Passage to read |
=-=-=-=-=

The resistor I used in my little test has quite a low power rating, I'm sure (perhaps 1/4W) - it does get hot, but you can still touch it without any discomfort.

I'd like to include a 3Ω resistor in with this simple circuit, but I'm at a loss as to how to calculate the power rating I need. I've looked up how tos, and I'm aware of this excellent calculator but the fact that this is an LED ring made up of 60 or so warm white LEDs and not having any info with regard to it's Vf throws everything off - ie. in the example above a 24Ω resistor should drop the 1A down to 0.35A when used with a white LED with a Vf of 3.6 - but with this LED ring it turned out it had to be a 3Ω resistor.

I'm an electronics dunce - this stuff blows my mind - any pointers on how I should proceed? Maybe the answer has been staring me in the face with the stated power of the LED ring being 11W? I dunno, I just can't get the numbers working.

Many thanks!

 

given...
I = .35A
R = 3 Ohms

P = I x I x R
P = .35 x .35 x 3
P = .3675W
So, use a 1Watt resistor and it will be well within the rating.

=-=-=-=-=

Extend the forum thread about choosing a resistor's power rating for an LED ring, starting right after its final sentence. The data after this has nothing to do with anything here.

Rows |
=-=-=-=-=

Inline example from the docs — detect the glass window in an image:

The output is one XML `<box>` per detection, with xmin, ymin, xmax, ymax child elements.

=-=-=-=-=

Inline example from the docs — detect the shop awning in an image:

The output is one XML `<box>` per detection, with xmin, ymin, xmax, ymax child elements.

=-=-=-=-=

Answer to this exercise |
 

3 ohms x 0.35A= 1.05V. The power in the resistor is 3 ohms x 0.35A squared= 0.37W. A 1/2W resistor will be very hot so use a 1W resistor. The power in the group of LEDs is 12V - 1.05V= 10.95V x 0.35A= 3.83W. Each LED produces 3.83/60= 0.64W. The current in each LED is 0.35A/60= 5.8mA which is not much.

 

Did you measure the forward voltage of each LED and not use the ones that are not identical?
When LEDs are in parallel the one with the lowest Vf uses more current than each of the others and burns out first. Then the next lowest voltage burns out then the next then the next faster and faster.

 

The power being dissipated in your resistor can be calculated three different ways (all of which are equivalent, sans measurement tolerances):

Voltage across a resistance: P = V²/R = (12 V - 11 V)² / 3 Ω = 333 mW
Current through a resistance: P = I²·R = (0.35 A)² · 3 Ω = 368 mW
Current through a voltage drop: P = V·I = (12 V - 11 V) · 0.35 A = 350 mW

Note that if the resistor is actually 2.86 Ω, then all of these would agree. This would mean that the resistor was slightly less than 5% below its nominal value, which is quite possible unless it's a precision resistor (and, even if it is, you are abusing it with that much power, so it might well be outside it's normal spec range).

Using a 0.5 W resistor would be about the lowest you want to do. This would give you a margin of about 50%. A common rule-of-thumb, however, is to use a margin of 2x, so at least 700 mW, which would take you to a 1 W resistor. If you can get your hands on one of those easily enough, that's the route to go.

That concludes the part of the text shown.